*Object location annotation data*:
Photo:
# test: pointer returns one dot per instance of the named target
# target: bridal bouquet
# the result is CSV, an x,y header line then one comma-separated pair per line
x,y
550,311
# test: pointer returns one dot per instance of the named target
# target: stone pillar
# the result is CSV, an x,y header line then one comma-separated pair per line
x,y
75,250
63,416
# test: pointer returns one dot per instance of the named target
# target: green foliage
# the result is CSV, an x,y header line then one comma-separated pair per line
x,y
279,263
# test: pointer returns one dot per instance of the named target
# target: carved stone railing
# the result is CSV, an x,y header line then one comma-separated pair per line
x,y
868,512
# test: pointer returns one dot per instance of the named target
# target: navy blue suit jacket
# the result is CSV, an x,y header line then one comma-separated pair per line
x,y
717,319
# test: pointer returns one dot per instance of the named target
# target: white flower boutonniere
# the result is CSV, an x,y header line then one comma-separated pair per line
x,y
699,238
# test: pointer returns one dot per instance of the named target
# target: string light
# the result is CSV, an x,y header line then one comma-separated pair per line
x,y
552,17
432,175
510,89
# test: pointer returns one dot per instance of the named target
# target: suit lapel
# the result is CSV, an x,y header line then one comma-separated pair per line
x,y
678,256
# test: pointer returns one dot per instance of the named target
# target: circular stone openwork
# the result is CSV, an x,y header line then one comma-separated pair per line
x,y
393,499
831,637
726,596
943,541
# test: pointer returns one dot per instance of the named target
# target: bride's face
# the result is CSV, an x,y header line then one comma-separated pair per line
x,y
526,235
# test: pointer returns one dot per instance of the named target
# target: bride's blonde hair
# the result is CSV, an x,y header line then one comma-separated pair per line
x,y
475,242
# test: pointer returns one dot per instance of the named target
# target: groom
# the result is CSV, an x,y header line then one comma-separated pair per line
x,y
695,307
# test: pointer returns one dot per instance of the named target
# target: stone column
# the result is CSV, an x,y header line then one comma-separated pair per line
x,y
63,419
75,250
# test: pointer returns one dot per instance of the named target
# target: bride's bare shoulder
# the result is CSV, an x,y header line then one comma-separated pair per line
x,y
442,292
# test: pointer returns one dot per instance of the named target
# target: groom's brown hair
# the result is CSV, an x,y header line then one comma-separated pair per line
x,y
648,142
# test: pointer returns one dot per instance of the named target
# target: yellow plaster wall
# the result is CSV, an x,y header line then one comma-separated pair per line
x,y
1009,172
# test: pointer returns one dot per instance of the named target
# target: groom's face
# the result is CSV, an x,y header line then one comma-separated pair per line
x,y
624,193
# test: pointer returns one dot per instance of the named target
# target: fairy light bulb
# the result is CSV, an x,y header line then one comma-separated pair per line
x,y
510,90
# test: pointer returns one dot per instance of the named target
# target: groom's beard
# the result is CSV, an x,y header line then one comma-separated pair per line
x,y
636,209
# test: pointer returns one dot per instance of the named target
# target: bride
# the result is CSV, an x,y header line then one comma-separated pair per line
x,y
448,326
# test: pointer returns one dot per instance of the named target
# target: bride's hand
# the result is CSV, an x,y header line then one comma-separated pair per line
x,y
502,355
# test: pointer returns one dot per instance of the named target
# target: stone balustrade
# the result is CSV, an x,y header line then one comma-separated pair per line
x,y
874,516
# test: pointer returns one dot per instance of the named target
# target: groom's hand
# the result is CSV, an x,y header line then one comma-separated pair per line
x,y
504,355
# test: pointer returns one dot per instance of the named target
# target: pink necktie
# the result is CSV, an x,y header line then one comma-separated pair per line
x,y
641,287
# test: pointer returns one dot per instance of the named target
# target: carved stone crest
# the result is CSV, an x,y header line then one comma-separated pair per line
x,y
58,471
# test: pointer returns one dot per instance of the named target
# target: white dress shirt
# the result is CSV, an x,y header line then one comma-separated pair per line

*STATED EXERCISE*:
Repeat the material above in full, exactly as it stands.

*EXPECTED ANSWER*:
Photo:
# test: pointer returns one dot per instance of the named target
# target: bridal bouquet
# the result is CSV, an x,y header line then one comma-separated pair per line
x,y
550,311
# test: pointer returns one dot per instance of the named target
# target: stone pillar
# the result is CSV, an x,y header line then one comma-separated pair per line
x,y
75,250
63,416
# test: pointer returns one dot per instance of the named target
# target: green foliage
# the result is CSV, an x,y header line then one comma-separated pair per line
x,y
279,263
# test: pointer returns one dot per instance of the named target
# target: carved stone railing
# the result is CSV, an x,y header line then one comma-separated pair per line
x,y
868,512
# test: pointer returns one dot per instance of the named target
# target: navy blue suit jacket
# the result is CSV, an x,y header line then one comma-separated pair per line
x,y
717,319
# test: pointer returns one dot per instance of the named target
# target: white flower boutonniere
# the result is CSV, an x,y header line then one comma-separated pair per line
x,y
699,238
# test: pointer returns one dot per instance of the named target
# target: string light
# the result is CSV, an x,y header line then one comma-separated pair per line
x,y
552,17
432,175
510,89
# test: pointer returns one dot per instance of the named target
# target: suit lapel
# the result is CSV, an x,y header line then one comma-separated pair per line
x,y
678,256
# test: pointer returns one dot per instance of the named target
# target: circular stone openwork
# the result is CSV, an x,y header line then one comma-separated pair per line
x,y
393,499
831,637
726,596
943,541
# test: pointer returns one dot per instance of the named target
# target: bride's face
# the result is CSV, an x,y header line then one comma-separated pair per line
x,y
526,235
# test: pointer returns one dot per instance of the named target
# target: bride's blonde hair
# the result is CSV, an x,y header line then one comma-separated pair per line
x,y
475,242
# test: pointer returns one dot per instance of the named target
# target: groom
# the result is CSV, an x,y header line then one comma-separated pair per line
x,y
695,307
# test: pointer returns one dot per instance of the named target
# target: stone column
# the result is CSV, an x,y header line then one comma-separated pair per line
x,y
63,419
75,250
# test: pointer returns one dot per instance of the named target
# target: bride's bare shoulder
# the result is CSV, an x,y header line then one comma-separated pair per line
x,y
442,292
# test: pointer returns one dot per instance of the named target
# target: groom's brown hair
# the result is CSV, an x,y header line then one comma-separated pair per line
x,y
648,142
# test: pointer returns one dot per instance of the named target
# target: yellow plaster wall
# the result is CSV, an x,y header line then one comma-separated pair per line
x,y
1009,172
# test: pointer returns one dot per instance of the named target
# target: groom's face
# the result is CSV, an x,y header line then one comma-separated pair per line
x,y
624,193
# test: pointer returns one dot per instance of the named target
# target: fairy light bulb
# the result is CSV, an x,y header line then one comma-separated pair per line
x,y
510,90
# test: pointer returns one dot per instance of the named target
# target: groom's beard
# the result is CSV, an x,y header line then one comma-separated pair per line
x,y
636,209
# test: pointer returns one dot per instance of the named target
# target: bride
# the result is CSV, an x,y header line then one comma-separated pair per line
x,y
448,326
# test: pointer returns one dot per instance of the named target
# target: bride's hand
# the result is CSV, an x,y header line then one comma-separated pair per line
x,y
502,355
# test: pointer returns one dot per instance of the named target
# target: stone balustrade
# the result is CSV, an x,y header line then one comma-separated pair per line
x,y
874,516
# test: pointer returns one dot per instance of the named target
# target: groom's hand
# the result is CSV, an x,y header line then one comma-separated pair per line
x,y
504,355
# test: pointer returns one dot per instance of the named target
# target: pink necktie
# the result is CSV, an x,y header line then one comma-separated pair per line
x,y
641,287
# test: pointer returns one dot per instance of the named target
# target: carved stone crest
# the result is CSV, an x,y header line then one comma-separated pair per line
x,y
58,471
# test: pointer returns one dot per instance of the named target
# target: white dress shirt
# the result is CSV, an x,y header line then one comma-separated pair per line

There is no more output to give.